- Point-per-instance localization data:
########################################

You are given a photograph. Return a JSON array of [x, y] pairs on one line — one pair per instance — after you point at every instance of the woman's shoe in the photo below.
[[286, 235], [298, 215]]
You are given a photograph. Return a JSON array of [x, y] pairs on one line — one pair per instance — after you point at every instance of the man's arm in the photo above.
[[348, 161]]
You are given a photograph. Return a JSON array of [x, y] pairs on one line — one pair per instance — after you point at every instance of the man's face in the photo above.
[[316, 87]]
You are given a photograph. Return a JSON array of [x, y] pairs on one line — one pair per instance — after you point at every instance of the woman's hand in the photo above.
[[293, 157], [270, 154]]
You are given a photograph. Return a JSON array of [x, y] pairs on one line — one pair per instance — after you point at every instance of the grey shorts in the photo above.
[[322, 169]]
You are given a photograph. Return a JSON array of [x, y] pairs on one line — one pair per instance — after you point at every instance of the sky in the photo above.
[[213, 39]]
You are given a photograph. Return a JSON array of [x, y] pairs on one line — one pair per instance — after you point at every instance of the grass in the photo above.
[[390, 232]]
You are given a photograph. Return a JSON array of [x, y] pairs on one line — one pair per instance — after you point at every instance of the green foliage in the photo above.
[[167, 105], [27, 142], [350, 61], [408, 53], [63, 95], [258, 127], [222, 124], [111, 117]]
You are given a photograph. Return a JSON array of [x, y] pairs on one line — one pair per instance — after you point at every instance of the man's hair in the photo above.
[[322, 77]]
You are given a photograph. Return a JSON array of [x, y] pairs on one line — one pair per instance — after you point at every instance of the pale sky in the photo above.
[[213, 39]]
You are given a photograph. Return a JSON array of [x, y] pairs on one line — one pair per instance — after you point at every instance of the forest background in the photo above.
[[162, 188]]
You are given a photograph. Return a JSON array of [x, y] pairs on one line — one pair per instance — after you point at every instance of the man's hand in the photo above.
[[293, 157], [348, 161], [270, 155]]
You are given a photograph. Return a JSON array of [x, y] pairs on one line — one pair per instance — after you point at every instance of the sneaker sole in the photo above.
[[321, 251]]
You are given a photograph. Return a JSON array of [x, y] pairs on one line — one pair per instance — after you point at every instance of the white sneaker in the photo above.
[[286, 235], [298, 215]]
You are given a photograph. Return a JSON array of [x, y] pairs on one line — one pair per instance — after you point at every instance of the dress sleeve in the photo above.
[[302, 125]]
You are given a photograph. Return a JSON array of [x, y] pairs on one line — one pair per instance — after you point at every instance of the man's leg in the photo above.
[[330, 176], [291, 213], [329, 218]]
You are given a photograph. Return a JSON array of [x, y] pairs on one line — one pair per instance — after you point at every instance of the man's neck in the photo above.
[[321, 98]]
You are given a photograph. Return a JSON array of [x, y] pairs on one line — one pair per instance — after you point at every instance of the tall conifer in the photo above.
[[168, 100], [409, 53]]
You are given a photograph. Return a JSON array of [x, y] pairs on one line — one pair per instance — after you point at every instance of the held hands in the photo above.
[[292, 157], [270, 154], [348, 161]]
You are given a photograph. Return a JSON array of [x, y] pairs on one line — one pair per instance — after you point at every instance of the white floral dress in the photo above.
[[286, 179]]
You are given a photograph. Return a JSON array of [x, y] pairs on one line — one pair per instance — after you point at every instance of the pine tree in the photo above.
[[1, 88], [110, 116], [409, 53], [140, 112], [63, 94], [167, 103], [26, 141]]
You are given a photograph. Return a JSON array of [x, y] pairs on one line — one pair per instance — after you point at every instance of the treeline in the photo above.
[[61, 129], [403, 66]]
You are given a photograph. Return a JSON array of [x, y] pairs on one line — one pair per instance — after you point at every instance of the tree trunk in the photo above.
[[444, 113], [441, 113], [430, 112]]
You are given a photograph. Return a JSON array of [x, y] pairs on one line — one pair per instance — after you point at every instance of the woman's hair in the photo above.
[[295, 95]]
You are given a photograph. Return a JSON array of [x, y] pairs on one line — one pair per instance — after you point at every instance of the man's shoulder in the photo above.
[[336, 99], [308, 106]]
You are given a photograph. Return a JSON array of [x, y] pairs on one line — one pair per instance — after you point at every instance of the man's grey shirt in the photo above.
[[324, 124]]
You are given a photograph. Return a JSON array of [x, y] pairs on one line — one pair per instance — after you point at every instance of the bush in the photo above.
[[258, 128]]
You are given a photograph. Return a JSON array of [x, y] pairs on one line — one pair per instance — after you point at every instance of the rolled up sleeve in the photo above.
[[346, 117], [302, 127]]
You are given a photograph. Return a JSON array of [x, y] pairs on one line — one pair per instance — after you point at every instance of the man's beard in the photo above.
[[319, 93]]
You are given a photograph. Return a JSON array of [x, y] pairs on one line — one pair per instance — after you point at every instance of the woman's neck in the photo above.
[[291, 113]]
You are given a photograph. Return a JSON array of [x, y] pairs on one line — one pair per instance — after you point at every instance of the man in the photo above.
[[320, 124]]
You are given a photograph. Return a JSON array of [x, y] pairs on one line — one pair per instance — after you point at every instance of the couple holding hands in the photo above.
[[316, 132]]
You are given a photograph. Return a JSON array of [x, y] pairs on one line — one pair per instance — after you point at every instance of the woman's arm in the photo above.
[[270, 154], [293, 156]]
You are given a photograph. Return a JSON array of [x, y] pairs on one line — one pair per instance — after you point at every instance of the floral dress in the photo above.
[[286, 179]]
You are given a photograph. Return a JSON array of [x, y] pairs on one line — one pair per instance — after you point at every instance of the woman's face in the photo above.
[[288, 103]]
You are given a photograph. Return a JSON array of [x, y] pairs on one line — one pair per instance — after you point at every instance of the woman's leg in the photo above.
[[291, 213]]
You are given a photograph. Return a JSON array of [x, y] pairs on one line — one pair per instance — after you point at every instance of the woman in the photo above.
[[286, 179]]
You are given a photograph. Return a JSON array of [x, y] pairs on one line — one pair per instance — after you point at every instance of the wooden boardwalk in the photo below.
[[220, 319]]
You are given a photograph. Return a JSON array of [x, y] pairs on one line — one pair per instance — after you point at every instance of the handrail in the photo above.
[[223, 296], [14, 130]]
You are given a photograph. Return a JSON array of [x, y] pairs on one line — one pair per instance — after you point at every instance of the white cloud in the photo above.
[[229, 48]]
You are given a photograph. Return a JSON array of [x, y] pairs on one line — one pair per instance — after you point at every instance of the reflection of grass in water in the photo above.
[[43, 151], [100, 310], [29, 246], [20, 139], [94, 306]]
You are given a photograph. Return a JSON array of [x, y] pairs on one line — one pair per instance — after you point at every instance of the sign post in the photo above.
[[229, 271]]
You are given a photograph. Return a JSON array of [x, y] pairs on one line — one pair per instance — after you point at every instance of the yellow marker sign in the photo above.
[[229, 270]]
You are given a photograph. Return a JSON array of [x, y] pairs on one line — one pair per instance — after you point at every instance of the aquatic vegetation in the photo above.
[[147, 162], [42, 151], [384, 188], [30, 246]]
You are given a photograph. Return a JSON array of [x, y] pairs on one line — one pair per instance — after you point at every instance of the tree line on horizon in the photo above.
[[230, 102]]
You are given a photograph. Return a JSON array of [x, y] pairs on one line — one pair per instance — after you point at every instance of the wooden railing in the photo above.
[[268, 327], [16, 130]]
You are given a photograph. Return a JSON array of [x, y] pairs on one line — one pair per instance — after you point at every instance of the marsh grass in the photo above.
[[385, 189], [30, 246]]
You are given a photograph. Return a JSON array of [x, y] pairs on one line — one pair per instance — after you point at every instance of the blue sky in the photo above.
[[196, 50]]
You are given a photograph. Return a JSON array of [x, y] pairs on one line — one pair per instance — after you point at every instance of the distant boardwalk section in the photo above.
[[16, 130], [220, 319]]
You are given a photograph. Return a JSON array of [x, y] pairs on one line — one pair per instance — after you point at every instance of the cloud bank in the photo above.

########################################

- Problem to work on: An exact reproduction of all the records is required.

- Written response:
You are given a photograph. Return a JSON array of [x, y] pairs on one line — one pair per instance — after you point at every instance of the woman's shoe in the photo below.
[[286, 235], [298, 215]]
You are given a photograph. Return a JSON array of [x, y] pairs on one line — one pair per instance — after you point at every instance of the man's arm in the photo above.
[[348, 161]]
You are given a photograph. Return a JSON array of [x, y] pairs on one line — one pair per instance — after you point at every instance of the man's face in the photo above.
[[316, 87]]
You are given a photograph. Return a JSON array of [x, y] pairs on one line — one pair per instance — after you point at every instance of the woman's hand in the photo above.
[[293, 157], [270, 154]]
You are given a photograph. Return a JSON array of [x, y] pairs on one line — one pair per instance — after you point at every instance of the grey shorts in the photo above.
[[322, 169]]
You are given a photograph. Return a JSON array of [x, y] pairs on one line — one pair per instance — after you point at every instance of the sky in the photo above.
[[213, 39]]
You are given a photograph. Return a JSON array of [x, y] pairs on one line — one pair per instance — after you point at every instance of the grass in the photo above.
[[390, 232]]
You are given a photograph. Return a JSON array of [x, y] pairs on one line — one pair per instance — after you point at every instance of the green foliage in the photo above.
[[167, 105], [27, 142], [350, 61], [408, 53], [63, 95], [258, 127], [222, 124], [111, 117]]
You are given a photograph. Return a JSON array of [x, y] pairs on one line — one pair per instance — after you point at every instance of the man's hair in the photo above.
[[322, 77]]
You are given a photograph. Return a JSON array of [x, y] pairs on one line — one pair per instance — after you point at every instance of the pale sky in the photo above.
[[213, 39]]
You are given a photograph. Return a JSON array of [x, y] pairs on one line — one pair per instance — after you point at every instance of the forest background in the photo above.
[[162, 188]]
You are given a photograph. Return a JSON array of [x, y] pairs on one line — one pair per instance — after you point at every instance of the man's hand in the photo above.
[[293, 157], [348, 161], [270, 155]]
You are given a photograph. Return a JSON array of [x, y] pairs on one line — one pair per instance — after you point at every instance of the sneaker sole in the photo above.
[[321, 251]]
You are given a photograph. Return a JSON array of [x, y] pairs on one line — one pair per instance — after you point at every instance of the white sneaker in the photo above.
[[286, 235], [298, 215]]
You are given a photograph. Return a JSON array of [x, y] pairs on one line — one pair per instance — after you point at every instance of the dress sleeve in the photo above.
[[302, 125]]
You are given a photograph. Return a JSON array of [x, y] pairs on one line — one pair per instance — after you point at every instance of the man's leg in the photo above.
[[330, 176], [291, 213], [329, 218]]
You are given a photograph. Return a JSON array of [x, y] pairs on one line — one pair per instance — after you point at every instance of the man's neck in the photo above.
[[321, 98]]
You are given a photograph. Return a JSON array of [x, y] pairs on one line — one pair per instance — after you point at every instance of the tall conifer in the photo above.
[[168, 100], [409, 53]]
You are given a photograph. Return a JSON array of [x, y] pairs on one line — one pair per instance — after you point at every instance of the held hands in the photo above.
[[292, 157], [270, 154], [348, 161]]
You are given a photograph. Return a JSON array of [x, y] pairs on one line — one pair per instance — after you point at every instance of the white floral dress in the photo above.
[[286, 179]]
You are given a photograph. Return a JSON array of [x, y] pairs on one line — one pair per instance — after you point at every instance of the pine tree in the photo above.
[[1, 88], [110, 116], [409, 53], [140, 112], [63, 94], [167, 103], [26, 141]]
You are given a photograph. Return a JSON array of [x, y] pairs on one line — one pair per instance — after you point at every instance of the treeline in the photo above.
[[61, 129], [403, 66]]
You are given a photograph. Return a JSON array of [x, y] pairs on one line — one pair per instance — after you point at every instance of the tree trunk in the photo above.
[[444, 113], [441, 113], [430, 112]]
You are given a photograph. Return a JSON array of [x, y] pairs on one line — one pair per instance — after you point at every instance of the woman's hair in the photo above.
[[295, 95]]
You are given a photograph. Return a JSON array of [x, y] pairs on one line — one pair per instance — after you point at every instance of the man's shoulder in the photo above.
[[336, 99], [308, 106]]
You are given a photograph. Return a JSON array of [x, y] pairs on one line — one pair per instance — after you point at every instance of the man's grey shirt in the photo above.
[[324, 124]]
You are given a photograph. Return a JSON array of [x, y] pairs on one line — one pair per instance — after you point at every instance of the bush in the photo above.
[[258, 128]]
You are given a photograph. Return a JSON array of [x, y] pairs on one line — one pair per instance — after you point at every instance of the rolled up sleeve in the photo above.
[[346, 117], [302, 127]]
You are given a photograph. Return a JSON array of [x, y] pairs on one line — one pair per instance — after you point at every instance of the man's beard in the photo above.
[[319, 93]]
You are given a photograph. Return a JSON array of [x, y] pairs on one line — one pair per instance — after you point at every instance of the woman's neck in the photo above.
[[291, 113]]
You are given a photograph. Return a JSON array of [x, y] pairs on one line — one pair per instance — after you point at every instance of the man in the photo above.
[[320, 124]]
You are given a photograph. Return a JSON array of [x, y] pairs on one line — one pair per instance — after you point at every instance of the couple holding hands in the photo above.
[[316, 132]]
You are given a photograph. Return a JSON array of [x, y] pairs on one line — one pair per instance — after you point at every instance of the woman's arm in the photo above.
[[270, 154], [293, 156]]
You are given a photograph. Return a JSON array of [x, y] pairs on one line — one pair per instance — after you point at every instance of the floral dress in the photo above.
[[286, 179]]
You are given a photograph. Return a JSON array of [x, y] pairs on one line — one pair per instance — after you point at every instance of the woman's face in the photo above.
[[288, 103]]
You are given a photograph. Return a JSON array of [x, y] pairs on one line — one pair per instance — after you point at every instance of the woman's leg in the photo above.
[[291, 213]]
You are given a photograph. Return a JSON array of [x, y] pairs on one line — one pair per instance — after you point at every instance of the woman in the photo above.
[[286, 179]]
You are given a photograph. Return a JSON array of [x, y] pairs on one line — one pair per instance — after you point at every instance of the wooden boardwalk in the photo below.
[[220, 319]]
You are given a photograph. Return a JSON array of [x, y] pairs on one line — one pair per instance — after you point at every instance of the handrail in the photo above.
[[223, 296], [14, 130]]
You are given a photograph. Return a JSON array of [x, y] pairs on one line — one pair per instance — after you point at every instance of the white cloud in the photo above.
[[229, 48]]
You are given a photograph. Return a JSON array of [x, y] pairs on one line — one pair per instance — after you point at every instance of the reflection of grass in water in the photo above.
[[43, 151], [100, 310], [29, 246], [20, 139], [94, 306]]
You are given a photograph. Return a JSON array of [x, y] pairs on one line — one pair per instance — after you point at every instance of the sign post in the photo above.
[[229, 271]]
You are given a photograph. Return a JSON array of [x, y] pairs on one line — one pair per instance — after you point at every instance of the yellow marker sign in the photo above.
[[229, 270]]
You are given a photograph. Return a JSON array of [x, y] pairs on one line — one pair per instance — after you point at every instance of the aquatic vegetation in the photo above.
[[147, 162], [42, 151], [384, 188], [30, 246]]
You are given a photograph. Return a JSON array of [x, y] pairs on one line — one pair per instance — after you point at every instance of the tree line on horizon in the photo above.
[[230, 102]]
You are given a photograph. Return a JSON array of [x, y] pairs on one line — one pair per instance — after you point at every instance of the wooden railing in the photo above.
[[268, 327], [16, 130]]
You are given a photograph. Return a JSON array of [x, y] pairs on one line — one pair per instance — after you point at every instance of the marsh grass in the photo above.
[[385, 189], [30, 246]]
You are given a photograph. Return a JSON array of [x, y] pairs on one line — one pair per instance — after you point at every instance of the blue sky in the photo above.
[[196, 50]]
You are given a photograph. Return a JSON array of [x, y] pairs on one line — one pair per instance — after you point at every instance of the distant boardwalk section in the photo above.
[[16, 130], [220, 319]]
You are given a photograph. Return a JSON array of [x, y] pairs on one line — one pair per instance — after you point at every instance of the cloud bank in the photo above.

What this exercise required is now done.